Things to do ->
(a) Could you reproduce the passage of the Hardy chapter summary between "Bathsheba carried a" and "completed the disentanglement.", inclusive, swapping "lantern" for "lamp"?
(b) Which people does the chapter summary mention by name?

>> Begin Text provided

Far from the Madding Crowd By Thomas Hardy Summary and Analysis Chapter 24

Summary

Bathsheba was in the habit of inspecting the homestead before retiring. Almost always, Gabriel preceded her on this tour, "watching her affairs as carefully as any specially appointed officer of surveillance could have done; but this tender devotion was to a great extent unknown to his mistress, and as much as was known was somewhat thanklessly received. Women are never tired of bewailing man's fickleness in love, but they only seem to snub his constancy."

Bathsheba carried a dark lantern, lighting it to peer in corners. She heard the contented munching of animals as she made her return through a pitch-dark fir plantation. Suddenly she heard footsteps and almost immediately stumbled, for her skirt was caught. Recovering her balance, she was aware of the figure of a man seeking to pass her. He asked her to turn on her lantern. The light revealed a scarlet military jacket and also the fact that the soldier's spur had caught the braid trimming of Bathsheba's skirt. His attempts to free her were not very earnest, and finally Bathsheba herself completed the disentanglement.

>> End Text provided
>> Begin Data extract

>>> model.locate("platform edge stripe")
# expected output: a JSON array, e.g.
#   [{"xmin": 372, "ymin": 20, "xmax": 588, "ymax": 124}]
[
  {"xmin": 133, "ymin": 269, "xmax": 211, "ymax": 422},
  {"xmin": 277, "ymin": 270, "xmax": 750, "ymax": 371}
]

>> End Data extract

Worked solutions ->
(a)
Bathsheba carried a dark lamp, lighting it to peer in corners. She heard the contented munching of animals as she made her return through a pitch-dark fir plantation. Suddenly she heard footsteps and almost immediately stumbled, for her skirt was caught. Recovering her balance, she was aware of the figure of a man seeking to pass her. He asked her to turn on her lamp. The light revealed a scarlet military jacket and also the fact that the soldier's spur had caught the braid trimming of Bathsheba's skirt. His attempts to free her were not very earnest, and finally Bathsheba herself completed the disentanglement.

(b) Thomas Hardy, Bathsheba, Gabriel